| GIVEN INSTRUCTION 1 |
Copy out these lines from the records unchanged, starting with the line containing "Scan this screenshot and find the bush." and going on through the line containing "[[0, 120, 640, 145], [0, 216, 277, 478]]".

| DOCUMENT |
Apple Sauce

It’s that time of year when Apple announce a load of new toys and I spout a load of nonsense about it. So if you are interested in just geeking out for a bit, you’ve come to the right place, otherwise I’m sure the bosses have treated us to some of their epic content and that might be more up your Strasse – and I’m not being sarcastic for once.   

Apple’s WWDC was with us just over a week ago and while this is normally a software only event showcasing the latest versions of MacOS, iOS, etc, they sometimes use it release new hardware and occasionally give us a sneak peak of something that will come later in the year.  This year was no different really, the software updates all look good and for once there are some genuinely useful features to the phone app such as a transcript of voicemails as they are being recorded so you have the chance to pick up the call as you are filtering it.  I can see that being very popular.   Overall however the entire software stack is just that little bit better than before, and as ever it’s all free.  Once you factor in the upgrades to the various plugins, and utilities we have that always require and upgrade with each MacOS update.

For a software conference, the focus this year was on hardware for a change.  There were three Mac updates, and a brand new product called Vision Pro, which I will come to later.

Items from a data source:
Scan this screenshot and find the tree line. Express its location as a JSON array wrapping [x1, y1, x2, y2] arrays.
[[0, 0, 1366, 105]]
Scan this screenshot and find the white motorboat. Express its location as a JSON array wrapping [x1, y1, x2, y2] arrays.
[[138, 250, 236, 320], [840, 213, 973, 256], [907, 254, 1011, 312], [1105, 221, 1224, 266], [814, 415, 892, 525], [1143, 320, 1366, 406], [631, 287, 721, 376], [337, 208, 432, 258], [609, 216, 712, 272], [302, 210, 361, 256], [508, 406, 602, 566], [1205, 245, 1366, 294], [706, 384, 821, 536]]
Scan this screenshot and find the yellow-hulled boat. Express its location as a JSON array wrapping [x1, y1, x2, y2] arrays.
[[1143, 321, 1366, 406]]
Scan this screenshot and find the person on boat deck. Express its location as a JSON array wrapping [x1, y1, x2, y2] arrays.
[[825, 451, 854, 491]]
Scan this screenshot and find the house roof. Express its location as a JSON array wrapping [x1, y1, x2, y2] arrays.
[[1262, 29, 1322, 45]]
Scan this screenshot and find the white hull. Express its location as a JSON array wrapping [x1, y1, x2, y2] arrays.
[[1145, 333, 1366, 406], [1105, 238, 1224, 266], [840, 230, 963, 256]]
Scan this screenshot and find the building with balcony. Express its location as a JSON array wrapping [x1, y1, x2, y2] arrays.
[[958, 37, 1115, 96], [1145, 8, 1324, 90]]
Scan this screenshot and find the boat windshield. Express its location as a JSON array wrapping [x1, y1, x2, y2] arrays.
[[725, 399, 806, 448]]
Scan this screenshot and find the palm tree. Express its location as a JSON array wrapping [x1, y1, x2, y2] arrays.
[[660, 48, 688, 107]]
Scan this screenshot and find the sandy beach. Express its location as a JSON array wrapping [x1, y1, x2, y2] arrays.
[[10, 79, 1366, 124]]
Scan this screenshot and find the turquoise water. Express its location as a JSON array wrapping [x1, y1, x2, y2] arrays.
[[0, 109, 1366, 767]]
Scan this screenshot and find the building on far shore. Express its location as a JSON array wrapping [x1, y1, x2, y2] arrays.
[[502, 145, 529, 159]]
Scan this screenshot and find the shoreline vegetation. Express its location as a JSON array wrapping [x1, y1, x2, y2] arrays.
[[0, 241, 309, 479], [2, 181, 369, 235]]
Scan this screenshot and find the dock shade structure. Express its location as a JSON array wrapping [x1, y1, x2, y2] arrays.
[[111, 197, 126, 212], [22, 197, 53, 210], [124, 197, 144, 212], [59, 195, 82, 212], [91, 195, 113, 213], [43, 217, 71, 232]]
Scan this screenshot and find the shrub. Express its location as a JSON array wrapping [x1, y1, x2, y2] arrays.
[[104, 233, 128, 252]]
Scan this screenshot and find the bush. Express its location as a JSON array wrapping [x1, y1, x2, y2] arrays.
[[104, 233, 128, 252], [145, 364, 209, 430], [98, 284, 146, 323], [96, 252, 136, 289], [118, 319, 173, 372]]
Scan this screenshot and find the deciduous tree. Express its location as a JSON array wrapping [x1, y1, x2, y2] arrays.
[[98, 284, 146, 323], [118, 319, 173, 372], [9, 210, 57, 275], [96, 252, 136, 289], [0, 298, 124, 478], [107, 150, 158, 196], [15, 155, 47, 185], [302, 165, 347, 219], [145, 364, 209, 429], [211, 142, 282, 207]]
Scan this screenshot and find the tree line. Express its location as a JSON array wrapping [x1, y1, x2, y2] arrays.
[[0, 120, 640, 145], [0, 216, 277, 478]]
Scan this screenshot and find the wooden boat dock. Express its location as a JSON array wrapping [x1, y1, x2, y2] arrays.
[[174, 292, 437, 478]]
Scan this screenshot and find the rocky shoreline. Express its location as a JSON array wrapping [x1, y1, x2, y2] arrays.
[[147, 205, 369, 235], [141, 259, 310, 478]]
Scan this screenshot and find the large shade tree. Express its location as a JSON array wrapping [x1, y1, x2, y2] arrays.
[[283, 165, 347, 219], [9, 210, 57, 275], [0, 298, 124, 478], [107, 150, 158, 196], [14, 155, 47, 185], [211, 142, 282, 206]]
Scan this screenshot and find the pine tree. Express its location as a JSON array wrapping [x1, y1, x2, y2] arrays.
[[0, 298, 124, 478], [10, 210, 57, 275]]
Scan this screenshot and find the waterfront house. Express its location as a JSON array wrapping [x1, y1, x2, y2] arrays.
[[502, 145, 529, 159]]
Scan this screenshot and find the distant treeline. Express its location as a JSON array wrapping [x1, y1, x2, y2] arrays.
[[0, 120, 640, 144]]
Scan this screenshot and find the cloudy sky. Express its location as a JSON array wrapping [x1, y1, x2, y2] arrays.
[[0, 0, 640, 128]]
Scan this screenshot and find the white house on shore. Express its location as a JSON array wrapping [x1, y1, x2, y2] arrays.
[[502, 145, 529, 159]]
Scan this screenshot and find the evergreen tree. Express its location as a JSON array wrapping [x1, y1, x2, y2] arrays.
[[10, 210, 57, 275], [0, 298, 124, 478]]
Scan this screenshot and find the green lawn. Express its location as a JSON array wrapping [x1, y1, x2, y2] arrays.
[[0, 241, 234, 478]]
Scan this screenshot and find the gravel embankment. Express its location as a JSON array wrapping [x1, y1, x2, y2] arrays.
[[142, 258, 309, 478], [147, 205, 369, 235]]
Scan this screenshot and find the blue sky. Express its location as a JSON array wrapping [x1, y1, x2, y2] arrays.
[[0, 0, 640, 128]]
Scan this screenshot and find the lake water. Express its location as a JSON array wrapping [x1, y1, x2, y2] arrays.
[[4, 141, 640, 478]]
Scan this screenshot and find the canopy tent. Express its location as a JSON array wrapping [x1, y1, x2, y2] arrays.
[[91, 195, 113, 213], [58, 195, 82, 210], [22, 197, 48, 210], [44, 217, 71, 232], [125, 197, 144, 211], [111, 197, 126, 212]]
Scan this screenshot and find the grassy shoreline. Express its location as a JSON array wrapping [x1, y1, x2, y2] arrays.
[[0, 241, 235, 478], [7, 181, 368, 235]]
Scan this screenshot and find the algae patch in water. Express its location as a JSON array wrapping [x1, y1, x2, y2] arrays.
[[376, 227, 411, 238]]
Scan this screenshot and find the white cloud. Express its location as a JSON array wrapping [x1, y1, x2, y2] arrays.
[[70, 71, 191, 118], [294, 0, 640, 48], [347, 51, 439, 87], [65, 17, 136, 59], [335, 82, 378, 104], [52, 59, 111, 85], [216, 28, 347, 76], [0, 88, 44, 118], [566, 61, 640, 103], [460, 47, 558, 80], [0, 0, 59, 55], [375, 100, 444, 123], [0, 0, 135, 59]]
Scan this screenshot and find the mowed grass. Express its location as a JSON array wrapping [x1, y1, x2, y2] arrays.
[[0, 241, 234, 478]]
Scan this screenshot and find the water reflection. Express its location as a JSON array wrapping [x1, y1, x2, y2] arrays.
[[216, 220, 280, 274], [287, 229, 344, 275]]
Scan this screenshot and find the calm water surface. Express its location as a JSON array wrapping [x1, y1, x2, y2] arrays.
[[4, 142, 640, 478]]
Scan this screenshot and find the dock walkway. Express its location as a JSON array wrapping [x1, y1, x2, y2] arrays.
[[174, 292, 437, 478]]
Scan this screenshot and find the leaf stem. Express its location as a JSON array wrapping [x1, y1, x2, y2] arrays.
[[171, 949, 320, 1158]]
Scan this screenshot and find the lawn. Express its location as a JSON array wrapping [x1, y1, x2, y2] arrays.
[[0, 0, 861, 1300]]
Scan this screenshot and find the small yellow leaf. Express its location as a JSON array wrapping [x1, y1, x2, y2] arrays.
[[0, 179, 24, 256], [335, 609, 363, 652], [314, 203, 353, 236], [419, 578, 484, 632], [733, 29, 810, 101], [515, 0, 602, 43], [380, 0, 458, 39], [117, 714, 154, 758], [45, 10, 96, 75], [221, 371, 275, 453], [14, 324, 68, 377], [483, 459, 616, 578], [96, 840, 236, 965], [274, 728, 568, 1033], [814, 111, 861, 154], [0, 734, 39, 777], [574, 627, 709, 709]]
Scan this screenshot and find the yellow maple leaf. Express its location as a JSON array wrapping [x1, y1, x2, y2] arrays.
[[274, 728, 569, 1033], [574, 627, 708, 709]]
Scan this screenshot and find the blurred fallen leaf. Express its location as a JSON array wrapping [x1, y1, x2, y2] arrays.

| GIVEN INSTRUCTION 2 |
According to the post about Apple's WWDC, how many Mac updates were announced?

| OUTPUT 1 |
Scan this screenshot and find the bush. Express its location as a JSON array wrapping [x1, y1, x2, y2] arrays.
[[104, 233, 128, 252], [145, 364, 209, 430], [98, 284, 146, 323], [96, 252, 136, 289], [118, 319, 173, 372]]
Scan this screenshot and find the deciduous tree. Express its location as a JSON array wrapping [x1, y1, x2, y2] arrays.
[[98, 284, 146, 323], [118, 319, 173, 372], [9, 210, 57, 275], [96, 252, 136, 289], [0, 298, 124, 478], [107, 150, 158, 196], [15, 155, 47, 185], [302, 165, 347, 219], [145, 364, 209, 429], [211, 142, 282, 207]]
Scan this screenshot and find the tree line. Express its location as a JSON array wrapping [x1, y1, x2, y2] arrays.
[[0, 120, 640, 145], [0, 216, 277, 478]]

| OUTPUT 2 |
Three